> [Task to complete]:
Every line below that holds the word "glass" must be listed.
═══ Provided entries
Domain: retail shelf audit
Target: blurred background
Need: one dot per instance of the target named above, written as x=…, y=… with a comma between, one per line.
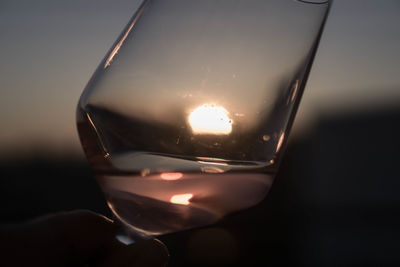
x=335, y=200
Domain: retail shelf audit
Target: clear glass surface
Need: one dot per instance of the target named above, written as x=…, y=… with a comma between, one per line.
x=186, y=118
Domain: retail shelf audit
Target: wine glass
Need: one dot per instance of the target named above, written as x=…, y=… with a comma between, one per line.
x=186, y=118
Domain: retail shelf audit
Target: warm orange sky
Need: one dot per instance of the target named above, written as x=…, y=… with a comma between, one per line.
x=50, y=49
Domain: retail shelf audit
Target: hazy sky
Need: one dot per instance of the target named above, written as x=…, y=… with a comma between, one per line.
x=50, y=48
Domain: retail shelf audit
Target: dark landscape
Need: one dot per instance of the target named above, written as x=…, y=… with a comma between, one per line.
x=334, y=202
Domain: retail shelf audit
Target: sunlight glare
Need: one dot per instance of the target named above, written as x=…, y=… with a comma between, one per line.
x=171, y=176
x=182, y=199
x=210, y=119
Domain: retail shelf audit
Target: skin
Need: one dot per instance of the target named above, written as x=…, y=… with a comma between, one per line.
x=78, y=238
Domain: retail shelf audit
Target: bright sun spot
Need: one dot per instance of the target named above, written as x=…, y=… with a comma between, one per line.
x=210, y=119
x=171, y=176
x=182, y=199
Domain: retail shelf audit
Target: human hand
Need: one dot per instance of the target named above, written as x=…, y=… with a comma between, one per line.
x=77, y=238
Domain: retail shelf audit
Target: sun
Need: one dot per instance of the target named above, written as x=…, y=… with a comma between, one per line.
x=210, y=119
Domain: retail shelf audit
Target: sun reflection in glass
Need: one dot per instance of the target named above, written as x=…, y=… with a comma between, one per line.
x=210, y=119
x=171, y=176
x=182, y=199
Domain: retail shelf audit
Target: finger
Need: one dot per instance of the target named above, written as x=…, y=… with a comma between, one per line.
x=62, y=239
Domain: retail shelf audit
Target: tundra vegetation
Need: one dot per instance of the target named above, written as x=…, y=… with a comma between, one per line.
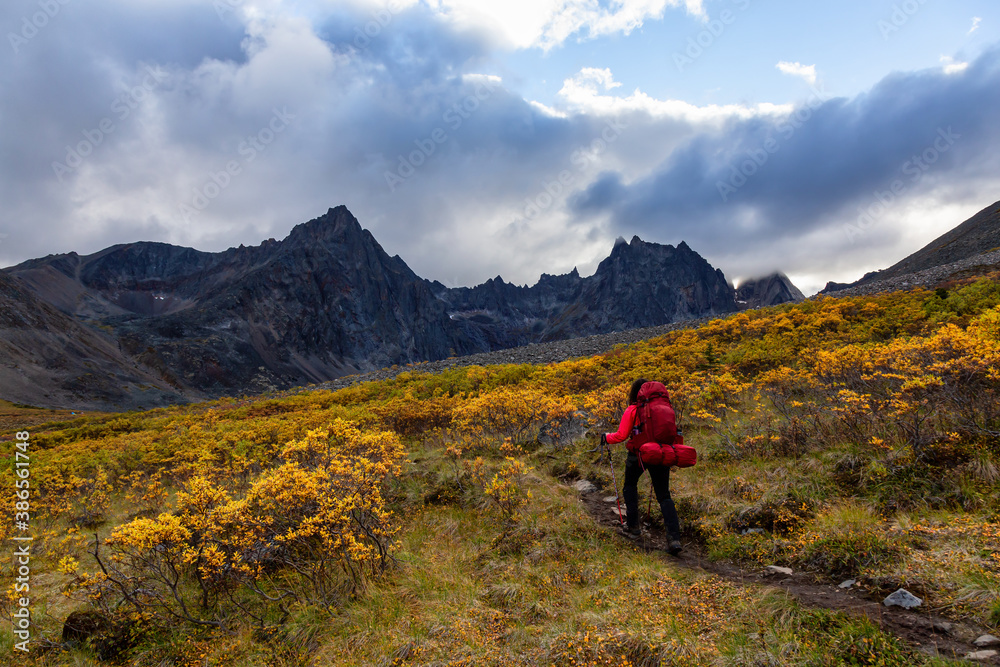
x=427, y=519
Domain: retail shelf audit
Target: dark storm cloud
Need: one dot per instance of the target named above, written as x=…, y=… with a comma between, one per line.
x=397, y=116
x=759, y=181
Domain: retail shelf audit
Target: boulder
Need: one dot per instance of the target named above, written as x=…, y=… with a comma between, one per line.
x=903, y=598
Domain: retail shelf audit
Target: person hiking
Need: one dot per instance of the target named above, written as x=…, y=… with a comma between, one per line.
x=631, y=430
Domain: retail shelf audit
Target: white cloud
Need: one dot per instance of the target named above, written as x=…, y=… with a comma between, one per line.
x=581, y=94
x=548, y=23
x=808, y=73
x=953, y=67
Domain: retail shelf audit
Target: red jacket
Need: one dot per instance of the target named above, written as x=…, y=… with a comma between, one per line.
x=625, y=430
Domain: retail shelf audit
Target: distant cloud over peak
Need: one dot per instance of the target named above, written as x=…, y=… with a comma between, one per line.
x=807, y=73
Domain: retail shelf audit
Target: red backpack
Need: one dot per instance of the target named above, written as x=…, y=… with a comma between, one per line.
x=656, y=441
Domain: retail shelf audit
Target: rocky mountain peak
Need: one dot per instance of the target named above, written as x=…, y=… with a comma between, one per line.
x=768, y=291
x=337, y=225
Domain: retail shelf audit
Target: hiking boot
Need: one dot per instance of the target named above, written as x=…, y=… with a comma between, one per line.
x=631, y=532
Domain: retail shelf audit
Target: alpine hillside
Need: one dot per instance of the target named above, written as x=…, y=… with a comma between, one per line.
x=328, y=301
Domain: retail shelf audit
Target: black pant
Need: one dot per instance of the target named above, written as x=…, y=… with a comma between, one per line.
x=661, y=486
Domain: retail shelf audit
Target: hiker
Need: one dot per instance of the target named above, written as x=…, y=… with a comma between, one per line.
x=630, y=429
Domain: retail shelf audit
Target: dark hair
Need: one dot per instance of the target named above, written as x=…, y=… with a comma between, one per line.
x=633, y=393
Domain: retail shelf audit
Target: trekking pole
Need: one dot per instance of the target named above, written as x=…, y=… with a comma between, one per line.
x=611, y=462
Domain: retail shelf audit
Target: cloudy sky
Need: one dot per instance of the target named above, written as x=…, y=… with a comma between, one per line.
x=477, y=138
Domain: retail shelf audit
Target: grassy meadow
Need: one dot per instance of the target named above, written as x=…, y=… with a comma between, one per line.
x=429, y=519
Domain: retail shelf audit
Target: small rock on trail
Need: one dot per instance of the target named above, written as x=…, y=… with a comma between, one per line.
x=903, y=598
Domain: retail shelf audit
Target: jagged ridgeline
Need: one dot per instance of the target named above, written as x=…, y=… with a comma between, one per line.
x=325, y=302
x=431, y=518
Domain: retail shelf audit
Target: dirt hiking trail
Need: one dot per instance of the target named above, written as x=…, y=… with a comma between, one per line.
x=930, y=634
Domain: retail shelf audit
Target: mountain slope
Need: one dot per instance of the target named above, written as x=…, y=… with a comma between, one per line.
x=328, y=301
x=768, y=291
x=977, y=235
x=48, y=358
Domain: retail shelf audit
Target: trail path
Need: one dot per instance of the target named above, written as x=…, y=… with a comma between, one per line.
x=931, y=634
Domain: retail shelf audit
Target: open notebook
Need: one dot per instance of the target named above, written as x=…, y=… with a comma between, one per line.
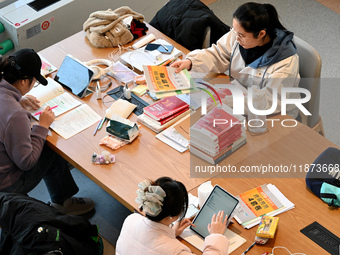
══════
> [The completed task]:
Target: clear glass surface
Target: wine glass
Target: sun reflection in glass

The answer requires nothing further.